PROBLEM REQUIREMENTS: Continue the transcript about startup planning and board accountability from where it stops.

SOURCE DOCUMENT:
------------------------------------------------

Get in front of that.
Tell them why.
Explain it.
Maybe the business is actually kicking butt and you decided to hit the accelerator a little bit.
Obviously, they should probably know that.
They should have agreed to that.
But that's, you really can, they will trust you with their cash and their LPs cash
if they see budget versus actuals every month because it's just, or every quarter,
it's so powerful to know how the company's actually doing versus what they told you they were going to do.
And this is where making a plan separates founders who are winging it versus founders who are thoughtful.
You could wing it.
Like you could be a jazz musician, no sheet music, you're a savant, you just play the guitar, you're playing the drums, piano.
We just all kind of groove.
We have a jam session.
Okay, that's great.
That's groovy.
But when you're going to put the album down, you're going to need the sheet music.
You're going to need the track list.
You're going to try to do something more formal.
So sometimes in year one, yeah.
You're riffing, you're trying to find product market fit, fine.
But once you have product market fit to some degree, and you got those first 10 customers,
you're hiring a sales team, you're going to say, okay, we want to add this many customers.
Okay, to add that many customers, we need to have this many meetings, and we have to have
this many meetings convert into second meetings, converting into a sale, and then you build a pipeline,
and then you have a plan, and then you staff the plan.
And now, okay, the whole credibility in the nature of the startup goes from, we're just, we're taking this boat out on little runs, we're going around the bay, we're just trying to see if the boat is good and how the sales work, you know, get a feel for the boat.
And it's like, okay, now we're taking the boat to the new world.
What's the provisions downstairs and who we need to have on here?
And do we have lemons?
Because I don't want to get scurvy out there.
Yes, yes.
How much fresh water do we have?
Do we have flares?
You know, you want to have a real thoughtful plan to get to the new world.
world. If I may, it also sets the example for your, in your analogy, the crew. The rest of the
management team is watching how you communicate with the board. Oftentimes, they'll come into the board
meeting and present their section, maybe the VP of sales or the VP of product or head of engineering,
but them knowing that you are accountable to the board on financial matters will help you make
them accountable to you and the rest of the company. There's nothing worse than like a rogue VP who's
spending too much money or doing weird stuff.

------------------------------------------------

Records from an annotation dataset
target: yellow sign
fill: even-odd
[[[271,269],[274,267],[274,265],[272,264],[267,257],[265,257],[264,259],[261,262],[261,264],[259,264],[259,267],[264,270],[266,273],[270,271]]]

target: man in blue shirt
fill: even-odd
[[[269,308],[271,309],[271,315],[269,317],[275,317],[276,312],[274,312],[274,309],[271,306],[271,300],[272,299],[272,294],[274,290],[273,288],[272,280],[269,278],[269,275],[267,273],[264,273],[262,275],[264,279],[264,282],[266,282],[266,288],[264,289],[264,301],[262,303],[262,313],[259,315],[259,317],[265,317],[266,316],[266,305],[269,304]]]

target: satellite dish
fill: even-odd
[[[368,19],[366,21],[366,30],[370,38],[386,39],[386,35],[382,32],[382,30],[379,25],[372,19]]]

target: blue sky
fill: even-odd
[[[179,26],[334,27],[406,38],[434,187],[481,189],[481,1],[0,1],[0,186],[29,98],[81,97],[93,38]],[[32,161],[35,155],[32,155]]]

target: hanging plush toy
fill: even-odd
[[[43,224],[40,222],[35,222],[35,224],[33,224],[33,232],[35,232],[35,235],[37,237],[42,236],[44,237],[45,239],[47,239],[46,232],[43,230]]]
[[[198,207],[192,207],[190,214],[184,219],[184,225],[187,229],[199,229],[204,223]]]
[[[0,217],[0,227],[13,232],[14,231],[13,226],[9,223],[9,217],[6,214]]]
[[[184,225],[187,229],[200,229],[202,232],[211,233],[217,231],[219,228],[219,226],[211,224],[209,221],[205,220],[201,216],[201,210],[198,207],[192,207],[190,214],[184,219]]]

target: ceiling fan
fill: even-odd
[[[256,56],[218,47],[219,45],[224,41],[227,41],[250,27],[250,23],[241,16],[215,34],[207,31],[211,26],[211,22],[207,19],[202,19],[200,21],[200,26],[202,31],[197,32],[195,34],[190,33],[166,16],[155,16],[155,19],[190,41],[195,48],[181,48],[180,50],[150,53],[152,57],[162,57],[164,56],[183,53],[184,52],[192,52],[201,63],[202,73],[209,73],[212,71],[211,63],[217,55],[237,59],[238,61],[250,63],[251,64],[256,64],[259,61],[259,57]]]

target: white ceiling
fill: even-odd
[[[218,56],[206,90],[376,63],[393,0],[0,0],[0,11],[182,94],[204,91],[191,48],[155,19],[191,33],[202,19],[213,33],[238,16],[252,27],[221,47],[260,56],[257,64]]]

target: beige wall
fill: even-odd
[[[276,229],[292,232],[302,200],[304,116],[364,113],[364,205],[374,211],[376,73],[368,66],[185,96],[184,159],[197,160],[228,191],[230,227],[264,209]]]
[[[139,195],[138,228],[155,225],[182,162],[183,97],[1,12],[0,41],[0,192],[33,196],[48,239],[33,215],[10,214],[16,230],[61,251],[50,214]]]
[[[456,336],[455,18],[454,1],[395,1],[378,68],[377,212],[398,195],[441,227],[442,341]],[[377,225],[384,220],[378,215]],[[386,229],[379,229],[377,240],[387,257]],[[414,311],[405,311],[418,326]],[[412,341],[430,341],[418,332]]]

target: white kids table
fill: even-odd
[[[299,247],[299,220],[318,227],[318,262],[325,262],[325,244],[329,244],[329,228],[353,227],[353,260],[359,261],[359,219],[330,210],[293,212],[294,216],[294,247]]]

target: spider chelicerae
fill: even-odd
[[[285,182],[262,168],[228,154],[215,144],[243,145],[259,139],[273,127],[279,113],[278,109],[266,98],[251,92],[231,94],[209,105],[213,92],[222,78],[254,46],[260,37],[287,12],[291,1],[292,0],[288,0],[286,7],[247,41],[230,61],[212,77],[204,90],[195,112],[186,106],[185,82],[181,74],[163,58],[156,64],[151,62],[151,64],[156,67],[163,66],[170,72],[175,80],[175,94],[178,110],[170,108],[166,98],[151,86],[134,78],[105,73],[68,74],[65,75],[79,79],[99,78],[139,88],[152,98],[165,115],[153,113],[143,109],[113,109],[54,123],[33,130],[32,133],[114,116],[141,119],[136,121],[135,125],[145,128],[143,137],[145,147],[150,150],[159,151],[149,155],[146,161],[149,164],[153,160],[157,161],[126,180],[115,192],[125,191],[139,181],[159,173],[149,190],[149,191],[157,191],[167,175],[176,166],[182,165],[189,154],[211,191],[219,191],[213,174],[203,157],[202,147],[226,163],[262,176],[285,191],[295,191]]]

------------------------------------------------

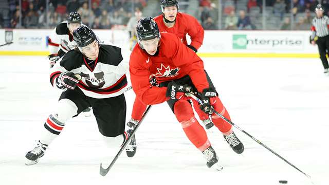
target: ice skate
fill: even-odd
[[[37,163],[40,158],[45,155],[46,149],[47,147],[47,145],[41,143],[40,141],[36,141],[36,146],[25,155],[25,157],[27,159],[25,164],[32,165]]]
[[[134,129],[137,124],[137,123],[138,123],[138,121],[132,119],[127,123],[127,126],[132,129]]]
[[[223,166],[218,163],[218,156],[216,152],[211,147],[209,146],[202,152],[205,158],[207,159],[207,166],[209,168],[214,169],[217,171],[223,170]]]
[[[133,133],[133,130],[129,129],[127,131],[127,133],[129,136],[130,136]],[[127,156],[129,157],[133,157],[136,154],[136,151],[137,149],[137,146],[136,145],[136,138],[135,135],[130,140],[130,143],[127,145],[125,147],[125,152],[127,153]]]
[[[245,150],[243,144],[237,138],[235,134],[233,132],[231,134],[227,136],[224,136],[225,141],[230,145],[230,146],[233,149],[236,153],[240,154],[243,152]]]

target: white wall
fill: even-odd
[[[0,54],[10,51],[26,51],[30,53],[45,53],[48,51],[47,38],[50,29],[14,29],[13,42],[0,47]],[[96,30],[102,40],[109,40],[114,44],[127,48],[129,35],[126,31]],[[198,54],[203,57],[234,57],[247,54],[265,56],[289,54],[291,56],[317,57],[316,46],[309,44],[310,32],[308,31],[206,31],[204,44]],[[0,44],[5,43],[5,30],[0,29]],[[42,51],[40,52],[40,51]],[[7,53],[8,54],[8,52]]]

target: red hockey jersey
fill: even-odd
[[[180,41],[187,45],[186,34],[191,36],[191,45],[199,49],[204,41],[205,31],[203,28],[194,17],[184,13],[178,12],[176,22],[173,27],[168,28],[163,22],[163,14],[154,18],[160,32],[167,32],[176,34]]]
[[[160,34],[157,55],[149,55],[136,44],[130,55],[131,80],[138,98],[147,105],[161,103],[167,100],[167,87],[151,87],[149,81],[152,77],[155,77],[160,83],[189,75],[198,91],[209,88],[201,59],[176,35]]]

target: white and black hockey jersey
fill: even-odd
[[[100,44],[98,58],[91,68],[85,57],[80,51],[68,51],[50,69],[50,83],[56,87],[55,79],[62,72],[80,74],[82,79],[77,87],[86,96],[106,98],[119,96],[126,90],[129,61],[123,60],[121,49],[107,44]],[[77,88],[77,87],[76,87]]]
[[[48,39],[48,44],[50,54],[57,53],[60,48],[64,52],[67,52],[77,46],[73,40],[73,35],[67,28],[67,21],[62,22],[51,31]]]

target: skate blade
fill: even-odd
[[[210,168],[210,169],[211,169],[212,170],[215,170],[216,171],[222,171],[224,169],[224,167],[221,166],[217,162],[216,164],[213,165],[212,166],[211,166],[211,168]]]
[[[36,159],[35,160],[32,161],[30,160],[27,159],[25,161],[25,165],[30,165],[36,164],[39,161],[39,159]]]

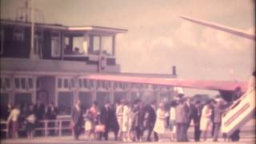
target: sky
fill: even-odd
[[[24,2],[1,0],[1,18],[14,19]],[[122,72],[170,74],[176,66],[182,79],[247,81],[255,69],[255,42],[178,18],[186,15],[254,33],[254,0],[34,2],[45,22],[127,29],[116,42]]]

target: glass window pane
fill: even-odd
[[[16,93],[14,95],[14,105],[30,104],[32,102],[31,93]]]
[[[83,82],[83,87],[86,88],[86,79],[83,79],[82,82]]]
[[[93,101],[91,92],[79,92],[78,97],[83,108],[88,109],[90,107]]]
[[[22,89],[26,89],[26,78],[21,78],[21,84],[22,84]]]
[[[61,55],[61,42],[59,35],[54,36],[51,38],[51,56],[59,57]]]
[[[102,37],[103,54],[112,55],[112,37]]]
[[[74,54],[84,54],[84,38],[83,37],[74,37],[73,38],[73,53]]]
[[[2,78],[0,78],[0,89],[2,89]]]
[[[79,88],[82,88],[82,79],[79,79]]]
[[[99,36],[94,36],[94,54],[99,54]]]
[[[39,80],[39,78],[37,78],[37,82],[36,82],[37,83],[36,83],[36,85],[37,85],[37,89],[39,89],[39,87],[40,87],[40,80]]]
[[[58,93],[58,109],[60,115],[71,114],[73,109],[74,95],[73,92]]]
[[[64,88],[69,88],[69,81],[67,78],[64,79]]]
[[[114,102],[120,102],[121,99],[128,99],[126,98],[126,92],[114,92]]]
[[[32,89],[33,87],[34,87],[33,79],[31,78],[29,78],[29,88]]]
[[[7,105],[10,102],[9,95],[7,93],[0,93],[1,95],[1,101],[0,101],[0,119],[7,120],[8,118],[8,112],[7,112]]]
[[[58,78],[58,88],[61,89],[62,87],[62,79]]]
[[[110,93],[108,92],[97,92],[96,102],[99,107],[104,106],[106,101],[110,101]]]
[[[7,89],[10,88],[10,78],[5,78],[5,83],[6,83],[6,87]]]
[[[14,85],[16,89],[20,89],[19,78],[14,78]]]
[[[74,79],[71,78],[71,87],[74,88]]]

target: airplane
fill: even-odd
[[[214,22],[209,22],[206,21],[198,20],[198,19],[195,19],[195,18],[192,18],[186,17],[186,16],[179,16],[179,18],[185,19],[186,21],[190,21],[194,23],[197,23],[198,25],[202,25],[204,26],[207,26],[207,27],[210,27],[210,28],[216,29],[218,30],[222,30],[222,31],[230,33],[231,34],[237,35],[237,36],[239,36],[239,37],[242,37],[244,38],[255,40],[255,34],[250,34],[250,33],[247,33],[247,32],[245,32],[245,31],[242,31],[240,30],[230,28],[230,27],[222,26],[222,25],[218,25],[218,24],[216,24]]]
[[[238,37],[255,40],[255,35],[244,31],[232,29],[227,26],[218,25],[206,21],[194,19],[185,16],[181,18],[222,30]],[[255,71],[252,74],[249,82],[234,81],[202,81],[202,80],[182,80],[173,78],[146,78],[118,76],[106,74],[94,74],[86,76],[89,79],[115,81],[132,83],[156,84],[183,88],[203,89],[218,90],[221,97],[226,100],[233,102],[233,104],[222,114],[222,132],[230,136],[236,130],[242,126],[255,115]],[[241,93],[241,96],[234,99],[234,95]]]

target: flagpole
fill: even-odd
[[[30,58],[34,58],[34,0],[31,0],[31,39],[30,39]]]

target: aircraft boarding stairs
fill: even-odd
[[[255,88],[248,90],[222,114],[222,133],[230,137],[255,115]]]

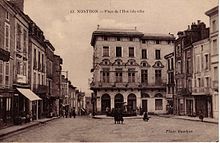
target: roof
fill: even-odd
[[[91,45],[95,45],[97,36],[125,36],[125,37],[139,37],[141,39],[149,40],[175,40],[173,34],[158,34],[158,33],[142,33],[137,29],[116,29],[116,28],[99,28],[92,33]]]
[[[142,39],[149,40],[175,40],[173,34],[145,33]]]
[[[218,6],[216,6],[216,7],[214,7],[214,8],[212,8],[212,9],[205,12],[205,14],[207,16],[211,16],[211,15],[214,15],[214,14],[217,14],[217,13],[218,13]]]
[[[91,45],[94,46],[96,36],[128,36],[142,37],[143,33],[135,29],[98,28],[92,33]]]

------------------------------------------------

RESULT FOR THIS TASK:
If you set the culture on your journey to the new world and say, like, look, we're going
to eat a certain number of lemons every day and we're not going to go above that, that really
actually permeates the culture of the startup.
It's very, very healthy.
It helps you get to that next spot.
Yeah.
And, you know, he also keeps somebody from going downstairs, taking all the lemons and making
a bucket of lemonade and drinking it on the first day.
And you're like, no, no, that's not what the lemons are for.
Are we supposed to put like a wedge in every day?
It's supposed to be enough wedges for the 20-person crew.
All right.
There are in-depth metrics.
We know this.
SAS has certain metrics.
Marketplaces have metrics.
Those are the drill down.
When you start getting sophisticated,
people are going to want to see that,
and they're going to want to see those over time.
For SaaS, we know this.
Subscribers, churn, customer acquisition costs.
That's KAC.
You got LTV, lifetime value.
In marketplaces, very obvious stuff.
You got your GMV.
That's the gross merchandise.
value. You got your take rate, what percentage of that that you get. You got unit volume. Basically,
how many cars did Uber send to pick people up? How many DoorDashs got completed? How many Airbnb
nights and stays got done? All of that is very granular. And you present that to the board.
They'll have great questions about it. But what are the questions that are going to come up
when you present financials most often? What are the most often questions that people start to get?
always, you know, well, there are going to be some scrutiny on, hey, is revenue growing fast enough,
is what's in here, what's in this number? Is our gross margin accurate? Hey, why is marketing?
Let's go into that one, gross margin being accurate. Explain what gross margin is and why so many,
let's call them salty dogs, you know, they've been out on a lot of voyages. They really care about
gross margin. Why do we care about that, your salty dogs? Yeah, gross margin is your revenue,
You're minus the cost of delivering the service.
And the reason why people care about that is if you're in a high margin business,
aka most software companies are high margin.
Think Microsoft, Google, something like that.
You've got a lot more money in the kitty to play with once you've delivered your service.
You can spend more money on marketing.
You can spend more money on research and development.
You can have a better operating team, right?
So a high gross margin hides a lot of sins.
And so investors like that, they also, high gross margin companies tend to trade at higher enterprise value multiples.
So as you grow as a company and you start raising money, the VCs know that like, hey, this company's going to trade at a much higher valuation eventually when it gets public.
And so everyone's kind of building that into their investing valuations.
Which is why investors want high gross margin businesses and why they don't fund traditional businesses,
that are low gross margin.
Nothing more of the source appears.